**Problem**
Copy out everything from the start of the entries down to the line containing "positive clicks: (728, 633) (104, 646)", keeping every character unchanged and including that final line.

**Extracted data**
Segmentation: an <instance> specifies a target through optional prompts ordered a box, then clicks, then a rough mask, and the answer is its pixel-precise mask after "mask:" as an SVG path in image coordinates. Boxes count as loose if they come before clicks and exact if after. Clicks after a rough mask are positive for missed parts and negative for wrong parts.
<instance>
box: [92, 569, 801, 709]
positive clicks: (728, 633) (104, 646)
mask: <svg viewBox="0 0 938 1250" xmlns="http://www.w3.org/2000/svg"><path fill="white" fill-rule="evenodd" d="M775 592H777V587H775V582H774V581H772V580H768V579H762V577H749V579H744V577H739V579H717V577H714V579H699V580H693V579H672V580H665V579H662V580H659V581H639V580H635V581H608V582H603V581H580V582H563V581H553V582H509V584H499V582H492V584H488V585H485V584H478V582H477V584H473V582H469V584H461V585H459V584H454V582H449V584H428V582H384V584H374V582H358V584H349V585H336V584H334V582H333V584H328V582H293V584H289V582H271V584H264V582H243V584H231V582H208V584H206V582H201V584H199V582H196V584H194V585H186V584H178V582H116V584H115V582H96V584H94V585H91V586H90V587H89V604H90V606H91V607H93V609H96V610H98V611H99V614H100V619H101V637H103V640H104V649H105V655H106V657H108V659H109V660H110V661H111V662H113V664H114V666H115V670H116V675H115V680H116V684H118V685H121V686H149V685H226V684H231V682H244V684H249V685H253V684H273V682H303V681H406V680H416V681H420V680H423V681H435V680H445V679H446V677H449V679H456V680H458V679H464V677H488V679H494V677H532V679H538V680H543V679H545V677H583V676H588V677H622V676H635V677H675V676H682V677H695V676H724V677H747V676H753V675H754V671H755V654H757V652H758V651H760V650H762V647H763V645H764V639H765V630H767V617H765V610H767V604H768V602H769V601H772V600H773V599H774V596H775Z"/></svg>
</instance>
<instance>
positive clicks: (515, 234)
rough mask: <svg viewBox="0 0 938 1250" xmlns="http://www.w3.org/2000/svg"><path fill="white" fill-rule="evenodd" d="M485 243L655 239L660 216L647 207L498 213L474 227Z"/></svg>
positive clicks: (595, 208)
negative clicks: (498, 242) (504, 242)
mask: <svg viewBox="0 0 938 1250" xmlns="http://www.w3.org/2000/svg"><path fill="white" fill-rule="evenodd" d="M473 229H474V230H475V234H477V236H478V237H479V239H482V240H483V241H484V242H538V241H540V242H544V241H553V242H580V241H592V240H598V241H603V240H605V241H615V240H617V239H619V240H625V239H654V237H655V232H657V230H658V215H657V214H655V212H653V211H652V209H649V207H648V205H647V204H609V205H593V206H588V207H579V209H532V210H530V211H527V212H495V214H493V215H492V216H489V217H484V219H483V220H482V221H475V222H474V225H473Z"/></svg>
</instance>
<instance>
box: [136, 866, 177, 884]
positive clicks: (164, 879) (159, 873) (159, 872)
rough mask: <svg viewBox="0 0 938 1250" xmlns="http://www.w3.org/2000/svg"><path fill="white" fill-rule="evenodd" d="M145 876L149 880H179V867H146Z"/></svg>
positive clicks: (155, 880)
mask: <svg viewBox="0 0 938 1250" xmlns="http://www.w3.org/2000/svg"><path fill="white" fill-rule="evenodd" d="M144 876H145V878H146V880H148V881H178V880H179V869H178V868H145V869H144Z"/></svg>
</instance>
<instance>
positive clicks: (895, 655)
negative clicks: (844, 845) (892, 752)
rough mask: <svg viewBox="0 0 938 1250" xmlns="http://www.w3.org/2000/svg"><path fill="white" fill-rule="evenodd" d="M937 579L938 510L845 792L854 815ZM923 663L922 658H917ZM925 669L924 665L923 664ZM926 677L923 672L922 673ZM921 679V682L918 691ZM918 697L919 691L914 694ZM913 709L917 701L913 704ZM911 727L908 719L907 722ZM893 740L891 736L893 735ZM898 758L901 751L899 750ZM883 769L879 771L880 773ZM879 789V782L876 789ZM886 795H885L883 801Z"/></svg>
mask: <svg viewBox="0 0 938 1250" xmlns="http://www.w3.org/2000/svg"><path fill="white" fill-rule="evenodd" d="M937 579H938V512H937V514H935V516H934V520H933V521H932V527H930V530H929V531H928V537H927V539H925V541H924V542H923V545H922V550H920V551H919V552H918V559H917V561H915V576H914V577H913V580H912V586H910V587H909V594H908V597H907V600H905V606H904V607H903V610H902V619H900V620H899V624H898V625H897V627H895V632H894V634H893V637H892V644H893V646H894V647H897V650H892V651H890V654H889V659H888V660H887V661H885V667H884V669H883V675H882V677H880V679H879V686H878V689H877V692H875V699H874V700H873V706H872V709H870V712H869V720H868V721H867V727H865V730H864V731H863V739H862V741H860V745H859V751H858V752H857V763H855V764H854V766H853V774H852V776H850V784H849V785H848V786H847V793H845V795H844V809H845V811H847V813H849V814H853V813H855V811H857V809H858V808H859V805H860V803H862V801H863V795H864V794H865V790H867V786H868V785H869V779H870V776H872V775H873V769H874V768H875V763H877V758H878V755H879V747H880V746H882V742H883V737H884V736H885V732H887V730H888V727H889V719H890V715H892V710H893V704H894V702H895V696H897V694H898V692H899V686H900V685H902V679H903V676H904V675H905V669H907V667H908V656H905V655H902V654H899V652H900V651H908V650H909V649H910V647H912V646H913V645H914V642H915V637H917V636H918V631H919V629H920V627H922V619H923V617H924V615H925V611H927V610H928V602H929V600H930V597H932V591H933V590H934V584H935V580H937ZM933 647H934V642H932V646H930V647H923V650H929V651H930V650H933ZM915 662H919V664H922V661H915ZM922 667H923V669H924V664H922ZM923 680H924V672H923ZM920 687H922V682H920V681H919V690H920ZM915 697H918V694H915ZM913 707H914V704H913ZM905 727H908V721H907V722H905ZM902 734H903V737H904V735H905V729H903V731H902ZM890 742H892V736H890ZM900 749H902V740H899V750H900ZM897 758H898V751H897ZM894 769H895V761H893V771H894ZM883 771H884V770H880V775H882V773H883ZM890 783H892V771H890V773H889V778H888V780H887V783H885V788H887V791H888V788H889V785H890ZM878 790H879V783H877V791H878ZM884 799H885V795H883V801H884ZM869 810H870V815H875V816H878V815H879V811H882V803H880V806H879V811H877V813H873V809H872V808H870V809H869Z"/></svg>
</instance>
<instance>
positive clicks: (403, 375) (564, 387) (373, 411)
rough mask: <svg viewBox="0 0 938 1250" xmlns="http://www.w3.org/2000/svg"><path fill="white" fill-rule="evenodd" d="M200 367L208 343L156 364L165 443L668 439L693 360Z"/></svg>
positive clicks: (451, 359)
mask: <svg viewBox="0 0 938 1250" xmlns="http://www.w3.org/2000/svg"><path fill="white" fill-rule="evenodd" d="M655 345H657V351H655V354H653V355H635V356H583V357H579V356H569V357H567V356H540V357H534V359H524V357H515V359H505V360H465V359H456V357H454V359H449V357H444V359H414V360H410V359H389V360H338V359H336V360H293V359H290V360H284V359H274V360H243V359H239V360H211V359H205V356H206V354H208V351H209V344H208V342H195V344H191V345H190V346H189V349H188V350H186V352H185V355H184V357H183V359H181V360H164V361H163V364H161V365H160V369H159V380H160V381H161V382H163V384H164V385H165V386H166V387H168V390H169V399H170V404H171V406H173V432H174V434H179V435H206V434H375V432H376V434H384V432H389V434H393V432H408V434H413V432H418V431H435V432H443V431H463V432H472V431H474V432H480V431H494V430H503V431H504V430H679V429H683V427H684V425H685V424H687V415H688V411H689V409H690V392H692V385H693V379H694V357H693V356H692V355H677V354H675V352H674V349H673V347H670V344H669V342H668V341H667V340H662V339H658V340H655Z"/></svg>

**Answer for this exercise**
Segmentation: an <instance> specifies a target through optional prompts ordered a box, then clicks, then a rough mask, and the answer is its pixel-precise mask after "mask:" as an SVG path in image coordinates. Boxes count as loose if they come before clicks and exact if after. Clicks after a rough mask are positive for missed parts and negative for wrong parts.
<instance>
box: [92, 569, 801, 709]
positive clicks: (728, 633) (104, 646)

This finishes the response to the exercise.